In the study summary on serum uric acid and adiposity, copy the lines from "Objectives (max 100" to "acid and adiposity.", swapping "serum uric acid" for "SUA" each time it occurs.
++++ EXCERPTED PASSAGE
Background (max 200 words): High serum uric acid (SUA) is known to co-exist with the different components of metabolic syndrome including obesity. Epidemiological and clinical studies have established positive associations between SUA and different adiposity markers including waist circumference, body mass index, waist-hip ratio, visceral fat, subcutaneous fat and total body fat. Sex is an important determinant underlying the relationship between SUA and metabolic syndrome. This is evident by the finding that the association is stronger in females than in males. Furthermore, recent findings suggest the role of leptin as a plausible explanation for the sex differences observed in the metabolic pathways involved in metabolic syndrome. Although SUA concentrations, serum leptin, and body fat distribution show obvious sex differences, very few studies have tried to systematically assess sex-differences in the relationship between serum uric acid and the different markers of adiposity.
Objectives (max 100 words): The objective of the current study was to explore sex differences in the relationship of serum uric acid with markers of adiposity and to assess if leptin could be a factor underlying the relationship between serum uric acid and adiposity.
++++++++
++++ DATASET
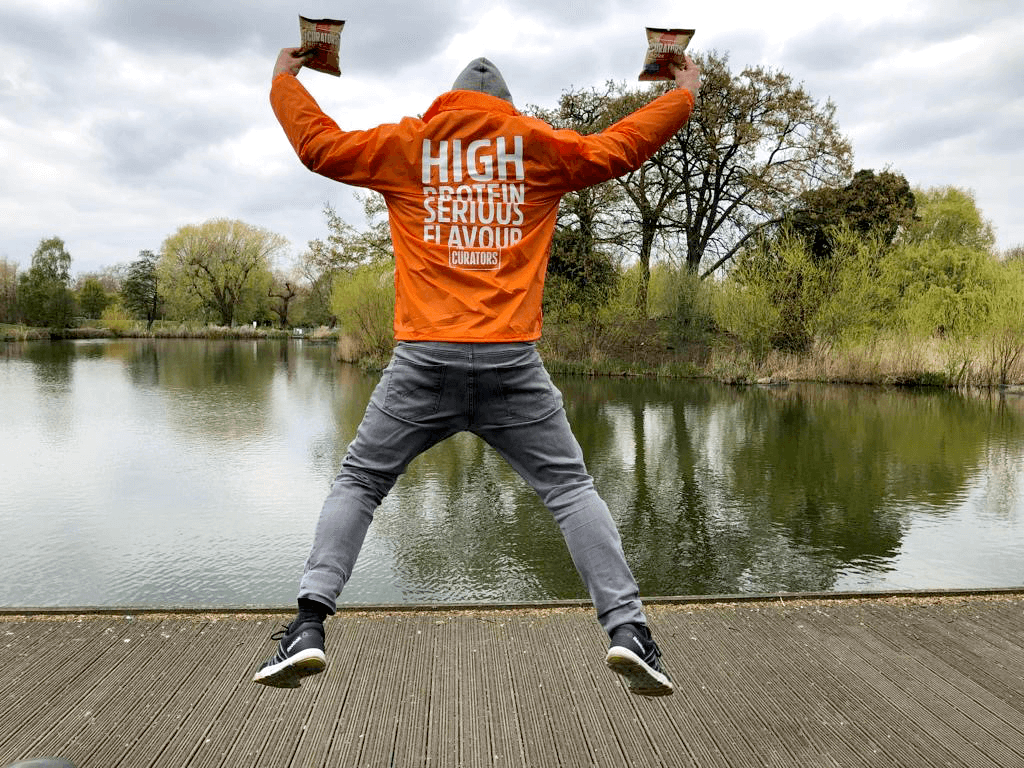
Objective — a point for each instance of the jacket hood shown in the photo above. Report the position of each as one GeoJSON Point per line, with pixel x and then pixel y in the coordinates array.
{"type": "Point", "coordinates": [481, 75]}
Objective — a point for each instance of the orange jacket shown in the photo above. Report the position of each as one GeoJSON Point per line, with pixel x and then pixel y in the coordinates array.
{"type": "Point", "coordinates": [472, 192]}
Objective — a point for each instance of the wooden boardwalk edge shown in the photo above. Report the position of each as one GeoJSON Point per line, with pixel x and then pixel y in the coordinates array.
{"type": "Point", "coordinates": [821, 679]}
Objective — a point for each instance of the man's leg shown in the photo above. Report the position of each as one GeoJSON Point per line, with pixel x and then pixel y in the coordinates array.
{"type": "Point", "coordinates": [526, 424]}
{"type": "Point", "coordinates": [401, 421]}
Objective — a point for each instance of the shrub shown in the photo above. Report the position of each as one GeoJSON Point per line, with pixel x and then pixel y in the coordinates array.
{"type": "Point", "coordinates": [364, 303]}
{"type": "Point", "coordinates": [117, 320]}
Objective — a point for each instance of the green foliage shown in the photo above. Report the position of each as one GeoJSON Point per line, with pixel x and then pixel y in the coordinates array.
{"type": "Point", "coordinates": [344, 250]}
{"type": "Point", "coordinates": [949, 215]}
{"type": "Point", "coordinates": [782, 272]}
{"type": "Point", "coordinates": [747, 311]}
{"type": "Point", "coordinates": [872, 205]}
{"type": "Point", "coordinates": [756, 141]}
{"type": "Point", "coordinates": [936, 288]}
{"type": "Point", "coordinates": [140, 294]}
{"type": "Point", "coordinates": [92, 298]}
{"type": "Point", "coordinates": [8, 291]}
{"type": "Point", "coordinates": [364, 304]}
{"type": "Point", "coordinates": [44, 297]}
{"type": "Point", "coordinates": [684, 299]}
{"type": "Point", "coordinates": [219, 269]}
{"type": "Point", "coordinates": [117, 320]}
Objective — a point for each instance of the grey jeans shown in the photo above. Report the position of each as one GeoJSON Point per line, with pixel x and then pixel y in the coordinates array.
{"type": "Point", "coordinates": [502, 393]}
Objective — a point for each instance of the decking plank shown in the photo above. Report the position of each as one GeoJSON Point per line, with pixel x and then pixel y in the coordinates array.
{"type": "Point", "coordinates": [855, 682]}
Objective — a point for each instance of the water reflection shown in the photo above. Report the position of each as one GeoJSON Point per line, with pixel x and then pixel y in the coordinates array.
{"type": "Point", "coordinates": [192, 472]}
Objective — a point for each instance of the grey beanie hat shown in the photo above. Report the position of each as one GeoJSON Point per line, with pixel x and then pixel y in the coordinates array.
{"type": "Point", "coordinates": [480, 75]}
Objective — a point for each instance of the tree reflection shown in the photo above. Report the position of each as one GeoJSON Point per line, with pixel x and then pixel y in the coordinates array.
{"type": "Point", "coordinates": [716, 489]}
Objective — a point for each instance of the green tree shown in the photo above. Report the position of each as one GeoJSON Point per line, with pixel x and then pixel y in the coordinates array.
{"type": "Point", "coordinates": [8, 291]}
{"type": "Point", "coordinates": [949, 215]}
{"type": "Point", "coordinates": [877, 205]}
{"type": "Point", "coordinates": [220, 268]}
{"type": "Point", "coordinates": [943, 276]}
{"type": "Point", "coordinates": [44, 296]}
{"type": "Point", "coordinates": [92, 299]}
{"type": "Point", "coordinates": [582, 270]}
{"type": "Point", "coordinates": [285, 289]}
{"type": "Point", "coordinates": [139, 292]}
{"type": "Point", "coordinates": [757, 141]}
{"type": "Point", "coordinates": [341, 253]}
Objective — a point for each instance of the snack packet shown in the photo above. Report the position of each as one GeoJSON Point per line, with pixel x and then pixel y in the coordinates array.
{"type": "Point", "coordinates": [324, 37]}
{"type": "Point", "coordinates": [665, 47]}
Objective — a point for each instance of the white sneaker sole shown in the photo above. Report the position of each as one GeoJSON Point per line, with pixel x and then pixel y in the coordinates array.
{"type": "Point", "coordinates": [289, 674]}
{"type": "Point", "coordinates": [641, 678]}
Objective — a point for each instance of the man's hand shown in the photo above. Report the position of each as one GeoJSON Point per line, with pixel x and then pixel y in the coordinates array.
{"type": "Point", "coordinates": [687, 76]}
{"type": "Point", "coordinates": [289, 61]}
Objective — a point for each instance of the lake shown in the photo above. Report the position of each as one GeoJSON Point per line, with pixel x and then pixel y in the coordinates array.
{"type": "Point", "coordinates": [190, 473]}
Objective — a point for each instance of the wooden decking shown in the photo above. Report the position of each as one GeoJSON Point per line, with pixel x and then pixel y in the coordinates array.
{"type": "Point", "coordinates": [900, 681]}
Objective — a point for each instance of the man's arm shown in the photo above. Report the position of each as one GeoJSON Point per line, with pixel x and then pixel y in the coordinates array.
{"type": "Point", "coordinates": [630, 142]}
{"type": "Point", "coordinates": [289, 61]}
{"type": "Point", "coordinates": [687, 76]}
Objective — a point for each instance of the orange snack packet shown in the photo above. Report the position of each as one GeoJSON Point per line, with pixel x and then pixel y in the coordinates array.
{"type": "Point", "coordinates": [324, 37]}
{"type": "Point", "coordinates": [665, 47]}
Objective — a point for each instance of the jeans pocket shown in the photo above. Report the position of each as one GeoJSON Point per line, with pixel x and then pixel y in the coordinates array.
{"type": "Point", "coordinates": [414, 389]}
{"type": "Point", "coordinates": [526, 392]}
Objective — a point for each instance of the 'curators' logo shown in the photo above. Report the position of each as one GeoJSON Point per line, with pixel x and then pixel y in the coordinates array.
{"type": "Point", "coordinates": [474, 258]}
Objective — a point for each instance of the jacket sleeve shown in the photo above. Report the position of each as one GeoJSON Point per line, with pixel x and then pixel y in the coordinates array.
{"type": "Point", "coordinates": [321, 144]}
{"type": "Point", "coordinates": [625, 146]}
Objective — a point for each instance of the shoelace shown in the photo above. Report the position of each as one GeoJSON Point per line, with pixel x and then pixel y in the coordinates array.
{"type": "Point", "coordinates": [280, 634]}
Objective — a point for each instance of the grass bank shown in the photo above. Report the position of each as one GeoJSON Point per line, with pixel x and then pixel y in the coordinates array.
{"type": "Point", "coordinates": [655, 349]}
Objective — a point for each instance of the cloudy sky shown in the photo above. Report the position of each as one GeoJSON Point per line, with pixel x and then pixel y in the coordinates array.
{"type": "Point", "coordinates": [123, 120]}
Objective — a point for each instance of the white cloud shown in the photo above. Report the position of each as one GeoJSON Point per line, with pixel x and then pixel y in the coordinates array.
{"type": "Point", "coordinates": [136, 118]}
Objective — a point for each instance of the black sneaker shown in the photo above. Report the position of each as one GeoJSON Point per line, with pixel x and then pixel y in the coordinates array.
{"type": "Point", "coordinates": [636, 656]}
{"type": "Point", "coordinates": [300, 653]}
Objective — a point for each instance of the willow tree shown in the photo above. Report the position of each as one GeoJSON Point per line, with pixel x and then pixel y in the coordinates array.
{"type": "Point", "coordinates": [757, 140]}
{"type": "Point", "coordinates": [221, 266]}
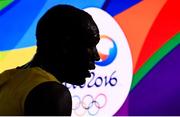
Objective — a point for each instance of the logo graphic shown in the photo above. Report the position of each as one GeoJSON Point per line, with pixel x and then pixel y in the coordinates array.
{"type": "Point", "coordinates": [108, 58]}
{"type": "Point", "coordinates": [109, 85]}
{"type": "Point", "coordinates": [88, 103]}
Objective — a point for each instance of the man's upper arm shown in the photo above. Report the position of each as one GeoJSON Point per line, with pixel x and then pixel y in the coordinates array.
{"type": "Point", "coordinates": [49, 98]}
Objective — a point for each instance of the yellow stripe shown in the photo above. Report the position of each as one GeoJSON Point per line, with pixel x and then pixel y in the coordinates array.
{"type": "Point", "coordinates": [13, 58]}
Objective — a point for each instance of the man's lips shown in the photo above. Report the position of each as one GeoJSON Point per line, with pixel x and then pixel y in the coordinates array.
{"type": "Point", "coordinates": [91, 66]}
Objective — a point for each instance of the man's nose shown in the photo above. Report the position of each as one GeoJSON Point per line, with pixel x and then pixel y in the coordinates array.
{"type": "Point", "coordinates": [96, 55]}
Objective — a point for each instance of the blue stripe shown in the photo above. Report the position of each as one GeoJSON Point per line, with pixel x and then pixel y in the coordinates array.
++++++++
TASK SOLUTION:
Objectives (max 100 words): The objective of the current study was to explore sex differences in the relationship of SUA with markers of adiposity and to assess if leptin could be a factor underlying the relationship between SUA and adiposity.